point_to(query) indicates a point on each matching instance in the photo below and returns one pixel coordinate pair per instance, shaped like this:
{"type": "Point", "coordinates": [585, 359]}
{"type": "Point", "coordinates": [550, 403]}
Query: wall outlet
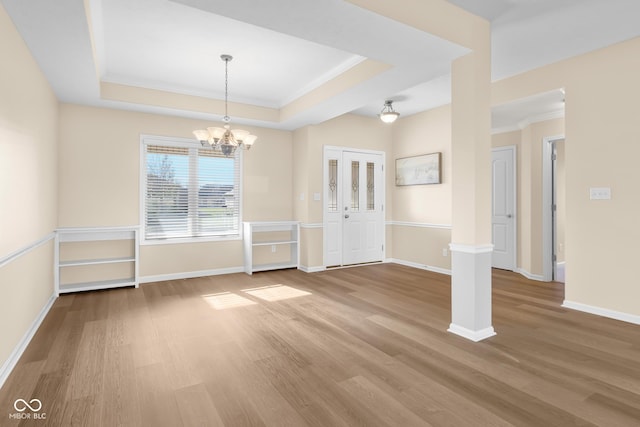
{"type": "Point", "coordinates": [601, 193]}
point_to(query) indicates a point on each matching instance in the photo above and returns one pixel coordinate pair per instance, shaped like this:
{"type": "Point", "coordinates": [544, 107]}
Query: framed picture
{"type": "Point", "coordinates": [417, 170]}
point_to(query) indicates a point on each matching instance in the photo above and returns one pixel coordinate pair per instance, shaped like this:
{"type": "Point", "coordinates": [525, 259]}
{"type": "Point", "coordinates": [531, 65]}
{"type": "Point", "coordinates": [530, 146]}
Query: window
{"type": "Point", "coordinates": [189, 191]}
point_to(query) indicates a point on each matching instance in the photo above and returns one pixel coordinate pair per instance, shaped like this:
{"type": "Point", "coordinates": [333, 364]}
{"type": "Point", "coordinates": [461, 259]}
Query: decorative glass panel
{"type": "Point", "coordinates": [333, 185]}
{"type": "Point", "coordinates": [355, 186]}
{"type": "Point", "coordinates": [371, 203]}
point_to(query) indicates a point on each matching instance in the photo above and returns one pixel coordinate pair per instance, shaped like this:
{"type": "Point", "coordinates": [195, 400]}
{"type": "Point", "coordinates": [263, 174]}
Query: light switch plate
{"type": "Point", "coordinates": [600, 193]}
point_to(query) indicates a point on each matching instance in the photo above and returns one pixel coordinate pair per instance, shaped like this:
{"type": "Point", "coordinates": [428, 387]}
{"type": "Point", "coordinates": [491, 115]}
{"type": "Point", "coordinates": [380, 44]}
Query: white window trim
{"type": "Point", "coordinates": [187, 143]}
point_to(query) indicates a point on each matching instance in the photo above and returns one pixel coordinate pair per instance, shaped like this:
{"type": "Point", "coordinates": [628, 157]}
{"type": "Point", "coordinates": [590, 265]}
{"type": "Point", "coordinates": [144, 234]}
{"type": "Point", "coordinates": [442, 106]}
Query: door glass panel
{"type": "Point", "coordinates": [333, 185]}
{"type": "Point", "coordinates": [371, 202]}
{"type": "Point", "coordinates": [355, 186]}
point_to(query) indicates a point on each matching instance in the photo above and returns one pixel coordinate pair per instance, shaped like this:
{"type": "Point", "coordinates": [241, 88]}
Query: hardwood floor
{"type": "Point", "coordinates": [363, 346]}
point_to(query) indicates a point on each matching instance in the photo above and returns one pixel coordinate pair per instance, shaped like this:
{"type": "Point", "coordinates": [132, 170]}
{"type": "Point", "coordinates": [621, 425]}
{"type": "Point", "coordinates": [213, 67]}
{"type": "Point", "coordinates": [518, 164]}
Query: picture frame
{"type": "Point", "coordinates": [419, 170]}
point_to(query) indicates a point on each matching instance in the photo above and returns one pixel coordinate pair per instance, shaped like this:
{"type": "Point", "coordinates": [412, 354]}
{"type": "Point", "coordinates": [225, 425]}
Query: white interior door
{"type": "Point", "coordinates": [503, 219]}
{"type": "Point", "coordinates": [354, 207]}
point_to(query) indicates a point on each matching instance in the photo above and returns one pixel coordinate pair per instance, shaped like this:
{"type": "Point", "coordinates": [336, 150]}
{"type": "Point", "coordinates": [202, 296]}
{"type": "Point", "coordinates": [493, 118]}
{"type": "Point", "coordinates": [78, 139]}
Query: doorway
{"type": "Point", "coordinates": [553, 201]}
{"type": "Point", "coordinates": [503, 207]}
{"type": "Point", "coordinates": [353, 211]}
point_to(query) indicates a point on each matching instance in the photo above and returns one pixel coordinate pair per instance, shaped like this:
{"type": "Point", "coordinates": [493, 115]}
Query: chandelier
{"type": "Point", "coordinates": [225, 139]}
{"type": "Point", "coordinates": [388, 114]}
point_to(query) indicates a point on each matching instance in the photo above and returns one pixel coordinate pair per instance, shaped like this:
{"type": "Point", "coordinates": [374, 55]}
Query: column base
{"type": "Point", "coordinates": [474, 336]}
{"type": "Point", "coordinates": [471, 291]}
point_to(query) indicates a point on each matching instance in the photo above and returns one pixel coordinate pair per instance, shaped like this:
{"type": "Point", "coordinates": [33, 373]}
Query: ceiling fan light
{"type": "Point", "coordinates": [240, 134]}
{"type": "Point", "coordinates": [224, 138]}
{"type": "Point", "coordinates": [389, 116]}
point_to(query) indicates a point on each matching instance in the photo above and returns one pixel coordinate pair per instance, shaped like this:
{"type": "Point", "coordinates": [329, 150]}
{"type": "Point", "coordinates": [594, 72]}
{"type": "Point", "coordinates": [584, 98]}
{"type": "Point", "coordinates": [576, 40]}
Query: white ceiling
{"type": "Point", "coordinates": [284, 49]}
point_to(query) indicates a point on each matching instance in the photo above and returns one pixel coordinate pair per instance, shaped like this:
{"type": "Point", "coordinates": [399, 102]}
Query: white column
{"type": "Point", "coordinates": [471, 291]}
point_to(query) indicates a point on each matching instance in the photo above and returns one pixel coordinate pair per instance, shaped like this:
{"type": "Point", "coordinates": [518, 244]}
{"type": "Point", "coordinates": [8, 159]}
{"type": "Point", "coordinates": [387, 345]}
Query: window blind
{"type": "Point", "coordinates": [190, 192]}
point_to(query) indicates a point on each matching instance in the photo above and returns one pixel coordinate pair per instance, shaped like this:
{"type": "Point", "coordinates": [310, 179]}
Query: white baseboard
{"type": "Point", "coordinates": [474, 336]}
{"type": "Point", "coordinates": [15, 355]}
{"type": "Point", "coordinates": [525, 273]}
{"type": "Point", "coordinates": [604, 312]}
{"type": "Point", "coordinates": [190, 274]}
{"type": "Point", "coordinates": [307, 269]}
{"type": "Point", "coordinates": [420, 266]}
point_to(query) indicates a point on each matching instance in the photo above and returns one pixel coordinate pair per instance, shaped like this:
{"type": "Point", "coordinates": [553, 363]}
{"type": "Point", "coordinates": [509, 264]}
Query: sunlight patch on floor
{"type": "Point", "coordinates": [276, 292]}
{"type": "Point", "coordinates": [224, 300]}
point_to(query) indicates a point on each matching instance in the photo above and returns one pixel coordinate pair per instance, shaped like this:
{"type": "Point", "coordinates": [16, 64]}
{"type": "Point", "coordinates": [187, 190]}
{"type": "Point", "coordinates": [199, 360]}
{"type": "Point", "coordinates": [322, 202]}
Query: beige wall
{"type": "Point", "coordinates": [99, 182]}
{"type": "Point", "coordinates": [601, 147]}
{"type": "Point", "coordinates": [28, 183]}
{"type": "Point", "coordinates": [426, 207]}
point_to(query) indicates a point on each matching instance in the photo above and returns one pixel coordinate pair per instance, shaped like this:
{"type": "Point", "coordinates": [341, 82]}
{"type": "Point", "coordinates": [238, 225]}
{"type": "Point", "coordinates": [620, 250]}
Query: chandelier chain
{"type": "Point", "coordinates": [226, 90]}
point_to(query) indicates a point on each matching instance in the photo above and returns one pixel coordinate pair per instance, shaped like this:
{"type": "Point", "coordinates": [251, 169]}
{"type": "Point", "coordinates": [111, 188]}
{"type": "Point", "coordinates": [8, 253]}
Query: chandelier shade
{"type": "Point", "coordinates": [388, 114]}
{"type": "Point", "coordinates": [224, 138]}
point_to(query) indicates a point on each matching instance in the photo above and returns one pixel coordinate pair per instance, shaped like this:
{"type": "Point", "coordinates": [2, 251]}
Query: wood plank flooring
{"type": "Point", "coordinates": [363, 346]}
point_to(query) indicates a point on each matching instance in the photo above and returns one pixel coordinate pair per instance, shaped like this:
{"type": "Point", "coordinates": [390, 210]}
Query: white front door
{"type": "Point", "coordinates": [503, 220]}
{"type": "Point", "coordinates": [353, 208]}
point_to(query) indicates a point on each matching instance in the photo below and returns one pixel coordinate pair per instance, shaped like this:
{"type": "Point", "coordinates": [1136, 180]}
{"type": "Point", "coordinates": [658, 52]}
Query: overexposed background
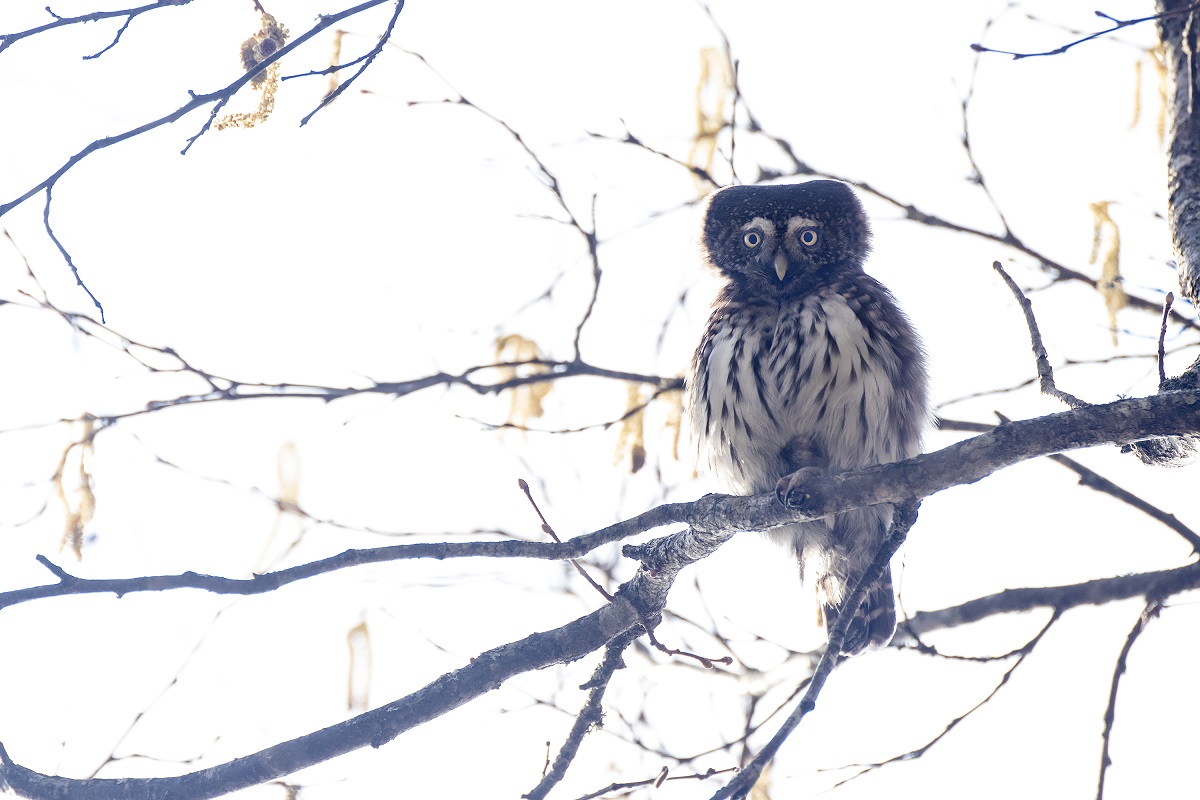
{"type": "Point", "coordinates": [388, 240]}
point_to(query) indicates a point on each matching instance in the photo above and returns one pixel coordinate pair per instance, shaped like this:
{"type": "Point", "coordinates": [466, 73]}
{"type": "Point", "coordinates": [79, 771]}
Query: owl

☆ ☆ ☆ ☆ ☆ ☆ ☆

→ **WORK INSTRUCTIONS**: Show every line of the listing above that contains the word "glass", treating case as significant.

→ **TASK SOLUTION**:
Query: decorative glass panel
Query: door glass panel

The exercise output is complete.